**Task requirements**
Reproduce the material below word for word, line by line.
======== Available records
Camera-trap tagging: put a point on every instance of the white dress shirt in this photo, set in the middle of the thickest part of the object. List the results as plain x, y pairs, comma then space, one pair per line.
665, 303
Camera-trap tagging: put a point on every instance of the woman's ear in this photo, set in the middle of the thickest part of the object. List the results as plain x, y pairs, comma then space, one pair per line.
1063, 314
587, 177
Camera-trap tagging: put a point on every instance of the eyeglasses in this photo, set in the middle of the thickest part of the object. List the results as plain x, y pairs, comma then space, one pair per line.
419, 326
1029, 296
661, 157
================
**Problem solution**
Camera-trap tagging: put a point on every instance of the white dress shirt in this photo, set in the middle of the thickest part of the object. List the results as plain x, y pairs, comma then space, one pair per line.
665, 303
Camera-trap tagging: put a point on every instance of the woman's ear in this photo, set in the middle of the thickest part of the object. List the results as plain x, y pairs, comma then space, one pair per line.
1063, 314
587, 177
Camera-trap tagging: put a point on every instance of the eyeglasses in this photo, set in the middle of the thickest part of the object. List the results as plain x, y pairs, comma then space, one pair per line.
419, 326
1029, 296
661, 157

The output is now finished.